Records to process
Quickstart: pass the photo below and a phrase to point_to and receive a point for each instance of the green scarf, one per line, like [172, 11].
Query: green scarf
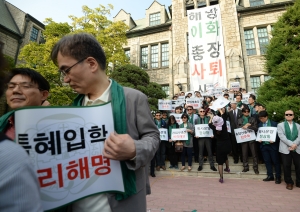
[245, 120]
[206, 119]
[290, 135]
[4, 120]
[268, 125]
[118, 102]
[189, 136]
[170, 129]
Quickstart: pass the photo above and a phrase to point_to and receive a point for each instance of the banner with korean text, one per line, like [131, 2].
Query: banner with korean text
[179, 134]
[203, 130]
[266, 134]
[242, 135]
[65, 145]
[206, 48]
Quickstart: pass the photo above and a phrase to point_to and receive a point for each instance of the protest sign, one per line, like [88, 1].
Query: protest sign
[177, 117]
[195, 102]
[65, 145]
[242, 135]
[163, 134]
[266, 134]
[228, 126]
[203, 130]
[164, 104]
[235, 86]
[179, 134]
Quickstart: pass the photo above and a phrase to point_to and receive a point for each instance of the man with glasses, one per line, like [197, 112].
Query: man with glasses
[204, 141]
[82, 61]
[289, 147]
[25, 87]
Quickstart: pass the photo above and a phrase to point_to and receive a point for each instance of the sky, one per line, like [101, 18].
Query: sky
[59, 10]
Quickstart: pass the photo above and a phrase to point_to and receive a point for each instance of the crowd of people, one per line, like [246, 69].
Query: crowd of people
[251, 115]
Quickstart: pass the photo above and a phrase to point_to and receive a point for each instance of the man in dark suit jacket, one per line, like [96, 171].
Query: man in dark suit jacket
[234, 114]
[269, 149]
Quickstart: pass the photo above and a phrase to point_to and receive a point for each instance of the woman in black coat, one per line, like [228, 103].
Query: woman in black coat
[218, 125]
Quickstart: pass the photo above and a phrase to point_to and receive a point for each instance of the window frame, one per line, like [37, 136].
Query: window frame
[154, 19]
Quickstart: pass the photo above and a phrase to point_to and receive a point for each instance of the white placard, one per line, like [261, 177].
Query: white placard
[163, 134]
[179, 134]
[195, 102]
[242, 135]
[228, 126]
[219, 103]
[206, 47]
[177, 117]
[164, 104]
[235, 86]
[65, 145]
[266, 134]
[203, 130]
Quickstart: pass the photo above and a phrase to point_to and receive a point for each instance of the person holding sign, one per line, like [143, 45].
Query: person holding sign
[289, 147]
[269, 149]
[160, 155]
[247, 122]
[82, 62]
[204, 142]
[187, 144]
[218, 125]
[172, 154]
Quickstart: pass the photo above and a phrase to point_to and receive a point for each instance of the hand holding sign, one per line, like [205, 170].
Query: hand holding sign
[119, 147]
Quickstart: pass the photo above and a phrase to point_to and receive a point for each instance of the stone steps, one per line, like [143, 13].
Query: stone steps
[235, 171]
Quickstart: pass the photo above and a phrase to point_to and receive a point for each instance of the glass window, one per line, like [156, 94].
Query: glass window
[166, 89]
[34, 34]
[254, 3]
[255, 83]
[250, 43]
[154, 19]
[154, 56]
[164, 55]
[144, 57]
[267, 77]
[263, 39]
[127, 53]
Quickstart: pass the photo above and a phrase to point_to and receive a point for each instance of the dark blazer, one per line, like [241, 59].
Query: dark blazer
[233, 124]
[274, 145]
[251, 121]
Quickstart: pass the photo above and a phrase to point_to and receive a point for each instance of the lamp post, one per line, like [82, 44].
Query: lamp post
[179, 86]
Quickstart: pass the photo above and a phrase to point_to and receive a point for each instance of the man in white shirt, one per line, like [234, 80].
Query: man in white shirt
[82, 62]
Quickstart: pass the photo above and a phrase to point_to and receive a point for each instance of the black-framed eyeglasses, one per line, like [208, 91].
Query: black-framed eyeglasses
[65, 72]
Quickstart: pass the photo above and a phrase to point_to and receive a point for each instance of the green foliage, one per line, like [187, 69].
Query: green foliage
[111, 36]
[282, 91]
[134, 77]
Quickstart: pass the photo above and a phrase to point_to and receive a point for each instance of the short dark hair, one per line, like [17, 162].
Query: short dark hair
[263, 113]
[79, 46]
[35, 77]
[185, 115]
[252, 96]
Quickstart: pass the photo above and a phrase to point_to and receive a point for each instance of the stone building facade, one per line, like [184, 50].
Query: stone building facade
[163, 35]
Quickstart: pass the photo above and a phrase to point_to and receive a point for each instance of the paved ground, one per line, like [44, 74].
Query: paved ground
[201, 194]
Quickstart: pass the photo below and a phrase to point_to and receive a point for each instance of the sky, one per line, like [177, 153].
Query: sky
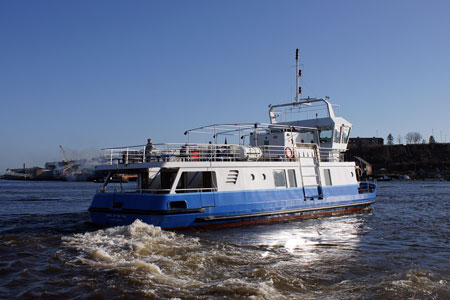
[95, 74]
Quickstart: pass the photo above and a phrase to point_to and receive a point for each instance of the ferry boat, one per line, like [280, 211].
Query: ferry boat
[291, 167]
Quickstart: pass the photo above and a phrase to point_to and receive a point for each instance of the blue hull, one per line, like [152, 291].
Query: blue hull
[226, 208]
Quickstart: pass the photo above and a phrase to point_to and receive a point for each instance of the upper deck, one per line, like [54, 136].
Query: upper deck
[252, 142]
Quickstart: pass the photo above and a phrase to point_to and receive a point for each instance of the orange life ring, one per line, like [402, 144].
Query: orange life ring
[288, 152]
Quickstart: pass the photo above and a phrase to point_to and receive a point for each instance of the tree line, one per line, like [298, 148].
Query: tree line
[410, 138]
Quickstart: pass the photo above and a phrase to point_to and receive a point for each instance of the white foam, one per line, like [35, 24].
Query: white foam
[159, 260]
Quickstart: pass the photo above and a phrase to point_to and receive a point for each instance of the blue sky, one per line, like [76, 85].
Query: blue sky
[93, 74]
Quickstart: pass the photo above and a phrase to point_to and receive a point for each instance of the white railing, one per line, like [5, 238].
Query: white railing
[211, 152]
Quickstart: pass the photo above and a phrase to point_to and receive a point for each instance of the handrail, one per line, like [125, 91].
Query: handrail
[171, 152]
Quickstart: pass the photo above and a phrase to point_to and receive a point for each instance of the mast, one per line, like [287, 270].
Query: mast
[298, 74]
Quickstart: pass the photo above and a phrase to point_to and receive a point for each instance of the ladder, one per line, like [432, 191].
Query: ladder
[309, 171]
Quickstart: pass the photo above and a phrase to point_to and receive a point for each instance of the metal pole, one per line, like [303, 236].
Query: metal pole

Action item
The answer consists of every line above in which the word "pole" occurs.

Answer to the problem
Quickstart: pass the photo above and a phrase to point_to and receive a point for each instance of the metal pole, one per line, like [303, 236].
Query: metal pole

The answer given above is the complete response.